+++ Excerpted passage

Item 44127676

szjanikowski • 4 days ago

Oh that's more clear right now. Hints of such refactorings are certainly within reach of todays AI tools (if you agree to send your code to the LLM models). Have you tried asking Cursor/Windsurf this question with a prompt similar to what you've just written above?

BTW it might be an interesting feature for Noesis if it needs to be done during regular scans. Thanks for a tip ;)

mushufasa • 4 days ago

Yes I've tried cursor. Currently it gives 1) high level suggestions if I ask about architecture, which may be valid but doesn't solve the issue of refactoring a large existing codebase to make architectural changes, or 2) some specific improvements on very simple functions, but it majorly falls short for 3) actually implementing improvements, because it doesn't have the context of the product and what "makes sense" as tradeoffs and choices. There are a lot of times where for us, "correctness" is a state of data calculations rather than code validity, where unit tests / integration tests don't exist and aren't trivial to generate.It is counterproductive if we make something run faster but return the wrong results. Or if a team member were to look at a task/function, they could reason "actually this feature that does X should actually be doing Y" but that isn't something the AI can reason about in practice. In those cases, it would be ideal to change the function without relying on tests, because you would actually want the behavior to change. Small example: a feature is not performant, and rather than just making that feature perform better, the better solution would be to switch to a different library that we added elsewhere in the codebase for accomplishing that work.

Also, while cursor is now able to scan terminal server logs to see errors, it doesn't come "out of the box" hooked up to app performance profiling tools -- even just running locally. There probably are some MCP servers or something to do that but I haven't set that up. Really you would want the IDE agent to have a feedback loop that goes like "optimize {speed, resource usage} subject to the constraint of {unit/integration test}" and let it run asynchronously or overnight etc. (Of course, there are tons of times that LLMs will work themselves into a dead end loop, and it would be bad to indefinitely generate LLM API calls on a dead end overnight).

++++++
+++ Supplied information

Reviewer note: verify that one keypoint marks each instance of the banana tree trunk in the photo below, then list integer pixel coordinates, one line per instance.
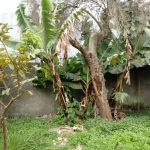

++++++

Tasks to carry out:
(a) Translate this sentence from the thread about refactoring with AI tools into Spanish: "It is counterproductive if we make something run faster but return the wrong results."
(b) Using the thread about refactoring with AI tools, answer these questions:
(i) For what does szjanikowski say this might be an interesting feature?
(ii) What is cursor now able to scan to see errors?
(iii) In the small example, what would be the better solution instead of making the feature perform better?
(c) Say whether each statement agrees with the thread about refactoring with AI tools. Answer yes or no, and quote the words that decide it.
(i) mushufasa has tried cursor.
(ii) szjanikowski thinks hints of such refactorings are beyond today's AI tools.
(iii) mushufasa has set up MCP servers to connect to profiling tools.
The material comes from a separate source, not from the thread about refactoring with AI tools.

Solutions by task:
(a) Es contraproducente si hacemos que algo se ejecute más rápido pero devuelva resultados incorrectos.

(b)
(i) Noesis
(ii) Terminal server logs
(iii) Switching to a different library that was added elsewhere in the codebase for that work

(c)
(i) Yes: "Yes I've tried cursor."
(ii) No: "Hints of such refactorings are certainly within reach of todays AI tools"
(iii) No: "There probably are some MCP servers or something to do that but I haven't set that up."